===== Extracted entries =====
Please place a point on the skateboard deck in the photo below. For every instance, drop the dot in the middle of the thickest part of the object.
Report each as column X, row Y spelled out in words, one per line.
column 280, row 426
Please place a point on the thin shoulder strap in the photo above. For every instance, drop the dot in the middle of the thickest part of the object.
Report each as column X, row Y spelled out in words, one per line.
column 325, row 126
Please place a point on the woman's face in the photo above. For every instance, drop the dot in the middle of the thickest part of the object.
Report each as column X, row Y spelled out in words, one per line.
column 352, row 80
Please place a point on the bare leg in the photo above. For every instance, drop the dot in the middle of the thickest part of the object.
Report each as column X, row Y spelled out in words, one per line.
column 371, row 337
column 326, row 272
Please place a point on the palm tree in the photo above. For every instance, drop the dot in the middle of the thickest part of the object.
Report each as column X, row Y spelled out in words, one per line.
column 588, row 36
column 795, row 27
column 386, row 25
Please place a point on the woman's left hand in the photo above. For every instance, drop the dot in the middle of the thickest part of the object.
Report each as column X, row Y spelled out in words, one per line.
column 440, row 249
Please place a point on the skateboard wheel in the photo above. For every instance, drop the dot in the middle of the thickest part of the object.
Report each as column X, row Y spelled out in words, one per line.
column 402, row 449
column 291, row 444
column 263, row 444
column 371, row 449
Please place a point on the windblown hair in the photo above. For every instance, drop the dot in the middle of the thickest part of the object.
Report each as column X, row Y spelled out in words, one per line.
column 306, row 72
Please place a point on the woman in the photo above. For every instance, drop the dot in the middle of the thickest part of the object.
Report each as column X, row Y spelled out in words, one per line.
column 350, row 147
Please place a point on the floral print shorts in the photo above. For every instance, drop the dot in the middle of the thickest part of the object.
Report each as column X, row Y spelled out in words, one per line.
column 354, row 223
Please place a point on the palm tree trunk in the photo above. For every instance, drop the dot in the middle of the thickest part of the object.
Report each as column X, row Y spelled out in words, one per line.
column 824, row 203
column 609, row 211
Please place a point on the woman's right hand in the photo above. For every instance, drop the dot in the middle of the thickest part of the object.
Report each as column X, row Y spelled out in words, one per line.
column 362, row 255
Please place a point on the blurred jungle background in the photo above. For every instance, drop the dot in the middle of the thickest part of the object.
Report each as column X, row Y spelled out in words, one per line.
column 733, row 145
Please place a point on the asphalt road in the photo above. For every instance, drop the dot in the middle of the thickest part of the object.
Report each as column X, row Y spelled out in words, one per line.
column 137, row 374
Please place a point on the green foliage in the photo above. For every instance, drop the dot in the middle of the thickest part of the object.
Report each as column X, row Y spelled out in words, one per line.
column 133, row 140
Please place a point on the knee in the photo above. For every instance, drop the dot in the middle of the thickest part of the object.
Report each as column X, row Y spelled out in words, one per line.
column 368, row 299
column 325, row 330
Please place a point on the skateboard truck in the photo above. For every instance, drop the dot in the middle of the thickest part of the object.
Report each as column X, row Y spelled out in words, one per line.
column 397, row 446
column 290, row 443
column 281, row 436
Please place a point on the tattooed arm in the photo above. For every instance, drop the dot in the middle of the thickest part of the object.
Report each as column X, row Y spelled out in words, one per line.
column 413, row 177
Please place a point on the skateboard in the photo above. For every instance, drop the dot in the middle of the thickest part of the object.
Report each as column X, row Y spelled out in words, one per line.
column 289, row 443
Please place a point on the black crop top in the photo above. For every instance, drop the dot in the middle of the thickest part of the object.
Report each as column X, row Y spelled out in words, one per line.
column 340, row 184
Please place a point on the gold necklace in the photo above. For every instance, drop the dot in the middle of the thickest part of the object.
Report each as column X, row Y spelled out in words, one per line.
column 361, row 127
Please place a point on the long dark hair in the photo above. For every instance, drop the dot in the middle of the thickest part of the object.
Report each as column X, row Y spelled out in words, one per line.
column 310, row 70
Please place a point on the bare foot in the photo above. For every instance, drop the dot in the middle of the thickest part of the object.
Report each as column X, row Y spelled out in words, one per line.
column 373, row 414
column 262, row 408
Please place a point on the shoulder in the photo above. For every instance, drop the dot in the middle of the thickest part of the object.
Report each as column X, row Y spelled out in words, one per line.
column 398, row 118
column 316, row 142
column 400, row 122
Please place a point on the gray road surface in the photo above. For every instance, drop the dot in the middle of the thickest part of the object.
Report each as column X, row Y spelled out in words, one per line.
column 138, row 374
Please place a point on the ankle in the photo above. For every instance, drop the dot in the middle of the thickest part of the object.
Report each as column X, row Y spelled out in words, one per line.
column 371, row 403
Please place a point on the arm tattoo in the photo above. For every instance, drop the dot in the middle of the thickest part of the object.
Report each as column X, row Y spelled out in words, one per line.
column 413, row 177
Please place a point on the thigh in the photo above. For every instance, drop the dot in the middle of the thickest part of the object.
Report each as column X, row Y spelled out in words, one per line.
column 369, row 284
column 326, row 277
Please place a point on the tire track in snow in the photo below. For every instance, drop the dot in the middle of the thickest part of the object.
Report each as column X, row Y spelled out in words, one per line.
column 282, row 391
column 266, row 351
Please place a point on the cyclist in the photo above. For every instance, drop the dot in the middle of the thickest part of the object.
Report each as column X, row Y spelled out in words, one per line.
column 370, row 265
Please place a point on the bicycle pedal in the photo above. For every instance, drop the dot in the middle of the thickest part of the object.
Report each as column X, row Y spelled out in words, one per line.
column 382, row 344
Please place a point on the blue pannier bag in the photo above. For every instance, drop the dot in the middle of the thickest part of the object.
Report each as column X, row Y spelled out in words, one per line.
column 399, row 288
=====
■ **What you will do**:
What are the lines, exactly as written above, from the line with "Please place a point on the long" to the line with "Please place a point on the shoulder", both included? Output only those.

■ **Answer to the problem**:
Please place a point on the long dark hair in the photo above. For every instance, drop the dot in the middle of the thickest part of the object.
Report each as column X, row Y spelled out in words, one per line.
column 310, row 70
Please place a point on the bare foot in the photo above. For every instance, drop the dot in the middle of the thickest part of the object.
Report each as column X, row Y spelled out in words, one per line.
column 373, row 414
column 262, row 408
Please place a point on the shoulder in the photo above. For every instance, drop the dot in the middle of the thickest part of the object.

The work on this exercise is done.